◆ ACTIVITY:
An image-free, exact copy of the records below is required.

=======

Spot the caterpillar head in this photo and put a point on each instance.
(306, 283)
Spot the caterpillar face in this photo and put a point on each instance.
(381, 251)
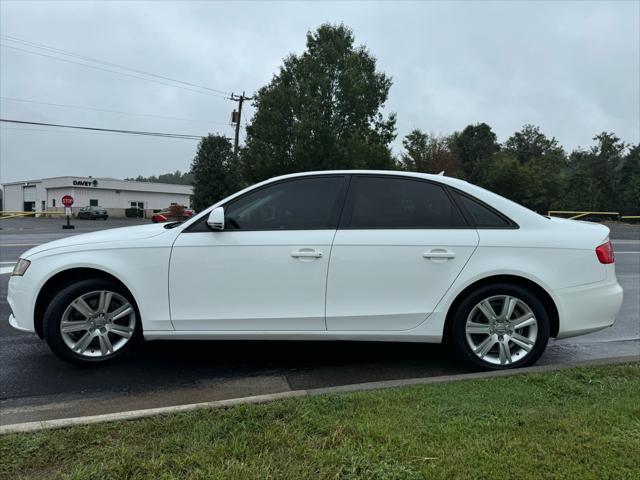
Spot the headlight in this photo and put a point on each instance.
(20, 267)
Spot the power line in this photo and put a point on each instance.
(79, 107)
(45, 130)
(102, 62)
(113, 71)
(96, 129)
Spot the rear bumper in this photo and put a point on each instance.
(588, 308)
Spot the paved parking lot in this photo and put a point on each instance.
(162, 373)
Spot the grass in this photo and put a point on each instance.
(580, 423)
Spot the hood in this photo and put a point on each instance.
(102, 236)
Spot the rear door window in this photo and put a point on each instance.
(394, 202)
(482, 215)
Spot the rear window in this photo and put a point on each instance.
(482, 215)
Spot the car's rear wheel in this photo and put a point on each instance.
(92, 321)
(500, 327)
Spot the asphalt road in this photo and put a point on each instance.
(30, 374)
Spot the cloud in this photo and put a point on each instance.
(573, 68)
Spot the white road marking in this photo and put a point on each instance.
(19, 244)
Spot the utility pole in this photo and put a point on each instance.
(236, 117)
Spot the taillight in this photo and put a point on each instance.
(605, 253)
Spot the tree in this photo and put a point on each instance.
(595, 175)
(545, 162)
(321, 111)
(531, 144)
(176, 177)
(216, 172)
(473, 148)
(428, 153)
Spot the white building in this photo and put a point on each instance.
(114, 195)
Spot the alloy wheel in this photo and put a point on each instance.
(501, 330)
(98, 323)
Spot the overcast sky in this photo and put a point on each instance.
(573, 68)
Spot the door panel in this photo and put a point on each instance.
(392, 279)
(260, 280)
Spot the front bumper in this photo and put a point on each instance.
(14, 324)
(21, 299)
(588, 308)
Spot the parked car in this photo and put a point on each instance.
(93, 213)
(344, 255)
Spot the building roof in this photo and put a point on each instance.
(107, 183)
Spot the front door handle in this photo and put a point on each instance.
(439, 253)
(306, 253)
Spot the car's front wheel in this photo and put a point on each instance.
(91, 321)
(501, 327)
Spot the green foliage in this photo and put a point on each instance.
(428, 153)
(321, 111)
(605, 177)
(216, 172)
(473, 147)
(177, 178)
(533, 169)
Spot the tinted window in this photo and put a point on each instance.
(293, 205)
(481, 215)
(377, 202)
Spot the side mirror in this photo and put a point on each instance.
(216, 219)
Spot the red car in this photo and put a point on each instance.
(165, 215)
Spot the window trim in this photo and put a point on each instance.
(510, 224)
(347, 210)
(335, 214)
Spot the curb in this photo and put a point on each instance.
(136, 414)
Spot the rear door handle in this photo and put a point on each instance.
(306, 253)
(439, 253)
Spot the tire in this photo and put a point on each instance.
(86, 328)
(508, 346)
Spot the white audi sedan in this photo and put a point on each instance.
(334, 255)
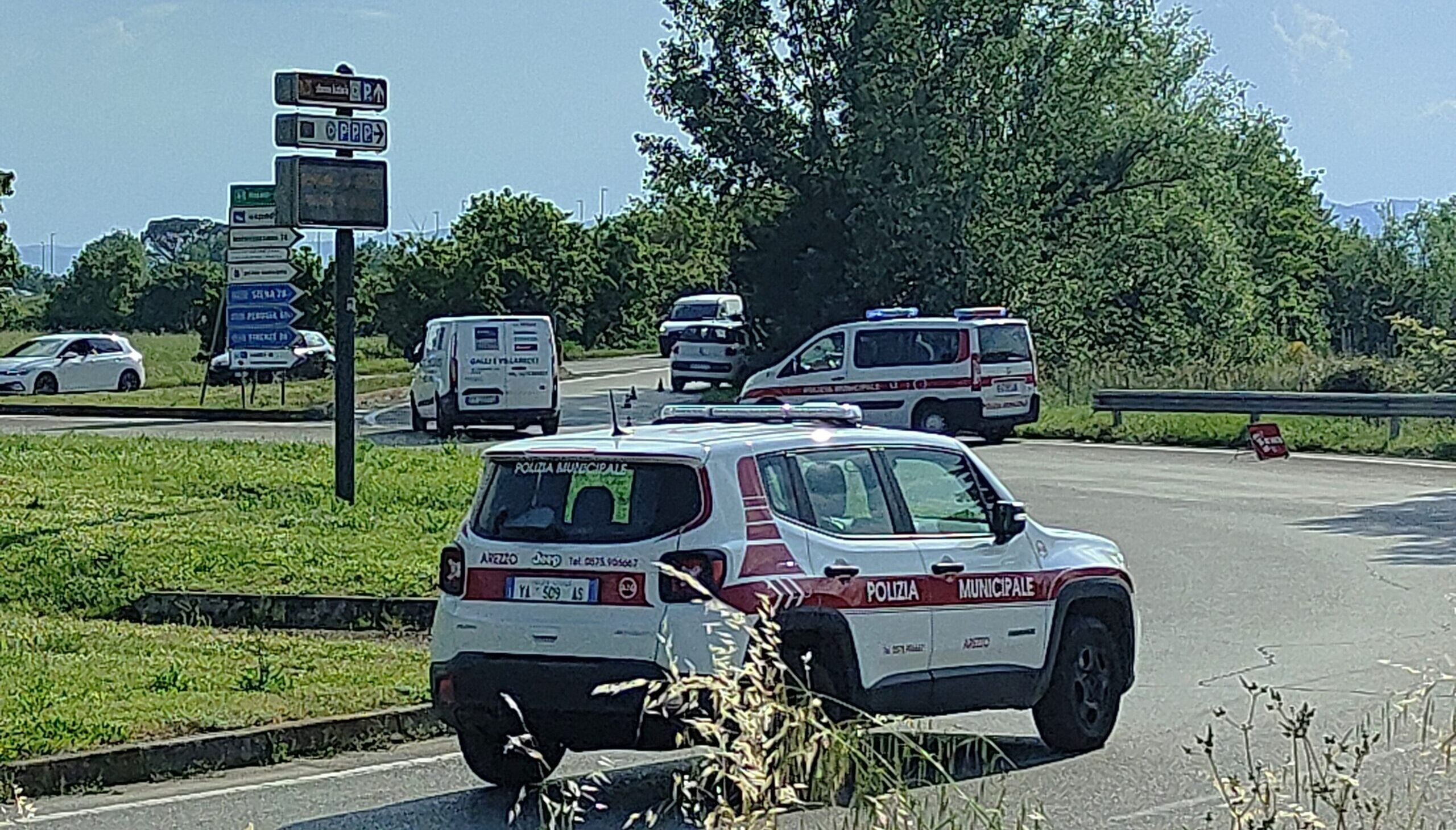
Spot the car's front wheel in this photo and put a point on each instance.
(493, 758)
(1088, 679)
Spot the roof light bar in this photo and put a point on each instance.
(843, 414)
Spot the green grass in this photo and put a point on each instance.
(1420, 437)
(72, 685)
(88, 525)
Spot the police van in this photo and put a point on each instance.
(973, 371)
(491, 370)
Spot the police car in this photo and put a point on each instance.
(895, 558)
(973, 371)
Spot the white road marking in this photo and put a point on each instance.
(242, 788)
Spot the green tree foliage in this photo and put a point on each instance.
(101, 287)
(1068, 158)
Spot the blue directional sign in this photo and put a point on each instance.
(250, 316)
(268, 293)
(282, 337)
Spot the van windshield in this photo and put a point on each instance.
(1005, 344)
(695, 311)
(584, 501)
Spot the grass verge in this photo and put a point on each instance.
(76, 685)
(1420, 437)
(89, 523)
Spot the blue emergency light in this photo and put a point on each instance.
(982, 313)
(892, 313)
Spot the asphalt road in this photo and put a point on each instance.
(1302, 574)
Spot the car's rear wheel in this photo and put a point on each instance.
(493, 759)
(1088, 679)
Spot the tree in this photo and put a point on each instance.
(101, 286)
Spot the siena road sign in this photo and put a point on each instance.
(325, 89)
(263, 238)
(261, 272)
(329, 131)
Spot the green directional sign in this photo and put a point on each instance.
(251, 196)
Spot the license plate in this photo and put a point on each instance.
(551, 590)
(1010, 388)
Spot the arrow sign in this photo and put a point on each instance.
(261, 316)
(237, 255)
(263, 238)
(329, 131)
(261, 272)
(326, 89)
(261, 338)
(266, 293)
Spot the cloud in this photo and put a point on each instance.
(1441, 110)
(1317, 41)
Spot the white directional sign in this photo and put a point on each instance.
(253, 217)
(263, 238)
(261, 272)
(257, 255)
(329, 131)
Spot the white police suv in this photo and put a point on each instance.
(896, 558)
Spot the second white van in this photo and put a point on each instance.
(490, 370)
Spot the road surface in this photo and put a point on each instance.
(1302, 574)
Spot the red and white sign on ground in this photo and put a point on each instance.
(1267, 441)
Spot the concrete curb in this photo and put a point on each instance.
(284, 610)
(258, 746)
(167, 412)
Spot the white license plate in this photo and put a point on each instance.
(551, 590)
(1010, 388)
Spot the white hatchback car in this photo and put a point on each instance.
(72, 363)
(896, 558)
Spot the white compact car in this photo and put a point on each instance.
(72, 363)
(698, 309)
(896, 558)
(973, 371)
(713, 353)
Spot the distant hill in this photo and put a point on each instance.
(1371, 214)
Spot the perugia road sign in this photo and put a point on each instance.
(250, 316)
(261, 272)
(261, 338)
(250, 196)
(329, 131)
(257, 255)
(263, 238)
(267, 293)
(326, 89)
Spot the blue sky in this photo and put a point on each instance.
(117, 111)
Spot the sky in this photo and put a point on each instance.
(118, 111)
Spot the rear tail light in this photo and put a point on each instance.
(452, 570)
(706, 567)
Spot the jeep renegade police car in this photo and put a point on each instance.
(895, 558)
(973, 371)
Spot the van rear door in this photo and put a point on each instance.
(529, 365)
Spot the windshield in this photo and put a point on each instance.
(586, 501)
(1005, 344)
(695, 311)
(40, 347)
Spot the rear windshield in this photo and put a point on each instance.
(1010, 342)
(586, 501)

=======

◆ ANSWER SECTION:
Spot the caterpillar head in this photo and put a point on each instance.
(306, 283)
Spot the caterpillar face in this photo and put a point on each instance.
(381, 251)
Spot the headlight in this photo and put a point on each instance.
(20, 267)
Spot the power line in this photo and put a point on each instance.
(79, 107)
(45, 130)
(102, 62)
(113, 71)
(96, 129)
Spot the rear bumper in this photo and put a point on each instance.
(588, 308)
Spot the paved parking lot in this photo and put a point on each instance.
(162, 373)
Spot the grass in this photo and put a point on each instance.
(580, 423)
Spot the hood in this photo and put a point on each instance.
(102, 236)
Spot the rear door window in this photo and put a point on each instance.
(394, 202)
(482, 215)
Spot the rear window in this photo and put a point on each instance.
(482, 215)
Spot the car's rear wheel in this photo and put a point on each instance.
(92, 321)
(500, 327)
Spot the asphalt road in this photo and put a point on each instance.
(30, 374)
Spot the cloud in this photo and put a point on each instance.
(573, 68)
Spot the white road marking in this photo and put a point on each instance.
(19, 244)
Spot the utility pole in this photo and put a point on each instance.
(236, 117)
Spot the taillight in this photo and put a point on each instance.
(605, 253)
Spot the tree in this photo and put a point on each instance.
(595, 175)
(545, 162)
(321, 111)
(531, 144)
(176, 177)
(216, 172)
(473, 148)
(428, 153)
Spot the white building in this photo and put a point on each instance.
(114, 195)
Spot the alloy wheel in this photo and put a point on each instance.
(501, 330)
(98, 323)
Spot the overcast sky in this photo and put a point on each instance.
(573, 68)
Spot the door panel in this photo and put a point on each instance.
(392, 279)
(260, 280)
Spot the front bumper in this photo and put a point on each instance.
(14, 324)
(21, 299)
(588, 308)
Spot the parked car in this photo and put a point on each instance.
(93, 213)
(344, 255)
Spot the building roof in this photo and put a point on each instance.
(107, 183)
Spot the front door handle in this photo and put a point on each instance.
(439, 253)
(306, 253)
Spot the car's front wheel in this photo and put a point on each instance.
(91, 321)
(501, 327)
Spot the green foliage in this photo and put a point on each instance.
(428, 153)
(321, 111)
(605, 177)
(216, 172)
(473, 147)
(177, 178)
(533, 169)
Spot the tinted window in this photo and put a point on each instance.
(293, 205)
(481, 215)
(377, 202)
Spot the side mirror in this photo and put a point on each instance.
(216, 219)
Spot the red car in this photo and put a point on each instance.
(165, 215)
Spot the window trim in this photo and put a point on each instance.
(510, 224)
(347, 210)
(335, 214)
Spot the curb in this photo and put a point on each instance.
(136, 414)
Spot the rear door handle in this photo and put a point on each instance.
(306, 253)
(439, 253)
Spot the tire in this photo and put a point on each instance.
(86, 328)
(508, 346)
Spot the white audi sedan in this photo and put a point on each instance.
(334, 255)
Spot the car's front wheel in this photo and put a point on each instance.
(493, 758)
(1088, 679)
Spot the roof light bar in this photo and put a point on each instance.
(843, 414)
Spot the green grass in this photo and put a point on each instance.
(1420, 437)
(72, 685)
(88, 525)
Spot the police van in this photo and put a point on each instance.
(973, 371)
(491, 370)
Spot the police car in this photo and put a point on each instance.
(895, 558)
(973, 371)
Spot the white road marking in this photo and put a point on each instance.
(242, 788)
Spot the green tree foliage in this photo and put a point on each instance.
(101, 287)
(1068, 158)
Spot the blue directional sign in this photo and put a point on each instance.
(250, 316)
(268, 293)
(282, 337)
Spot the van windshield in this photo and put a point on each instance.
(1005, 344)
(695, 311)
(584, 501)
Spot the grass verge in this photo and put a point on each instance.
(76, 685)
(1420, 437)
(89, 523)
Spot the blue emergency light in this photo and put a point on each instance.
(982, 313)
(892, 313)
Spot the asphalt road in this photo and put a point on each instance.
(1302, 574)
Spot the car's rear wheel in this photo and put a point on each instance.
(493, 759)
(1088, 679)
Spot the tree in this photo and put a point on each instance.
(101, 286)
Spot the siena road sign in this photo and put a point on each instance.
(325, 89)
(263, 238)
(261, 272)
(329, 131)
Spot the green directional sign in this photo and put a point on each instance.
(251, 196)
Spot the license plate in this photo and put a point on each instance.
(551, 590)
(1010, 388)
Spot the arrow sign in this photo and put a point on each instance.
(261, 316)
(237, 255)
(263, 238)
(329, 131)
(261, 272)
(326, 89)
(261, 338)
(266, 293)
Spot the cloud in this photo and put a point on each instance.
(1441, 110)
(1317, 41)
Spot the white directional sign in this photo and put a point on each instance.
(253, 217)
(263, 238)
(261, 272)
(257, 255)
(329, 131)
Spot the white police suv in this photo and put a point on each instance.
(896, 558)
Spot the second white van in this photo and put a point on each instance.
(490, 370)
Spot the road surface in this photo and put a point on each instance.
(1302, 574)
Spot the red and white sign on ground in this photo and put a point on each instance.
(1267, 441)
Spot the concrete curb in this photo and put a point on each instance.
(284, 610)
(258, 746)
(167, 412)
Spot the white license plate in this photo and put a point on each instance.
(551, 590)
(1010, 388)
Spot the white hatchback car in this photo and put a point on each instance.
(72, 363)
(896, 558)
Spot the white compact car in this photo and put a point on each instance.
(72, 363)
(698, 309)
(896, 558)
(973, 371)
(713, 353)
Spot the distant hill in this photo and put a point on each instance.
(1371, 214)
Spot the perugia road sign in this photo and put a point on each instance.
(250, 316)
(261, 272)
(261, 338)
(250, 196)
(329, 131)
(257, 255)
(263, 238)
(267, 293)
(326, 89)
Spot the blue sky in this photo and put a point on each instance.
(117, 111)
Spot the sky in this photo and put a point on each instance.
(118, 111)
Spot the rear tail light in this photo and put a point on each instance.
(452, 570)
(706, 567)
Spot the jeep renegade police car in this photo and put a point on each instance.
(895, 558)
(973, 371)
Spot the van rear door in this photo and put a point on each instance.
(529, 365)
Spot the windshield in this photo and put a point on each instance.
(586, 501)
(1005, 344)
(695, 311)
(40, 347)
Spot the rear windshield in this photo and put a point on each instance.
(1010, 342)
(586, 501)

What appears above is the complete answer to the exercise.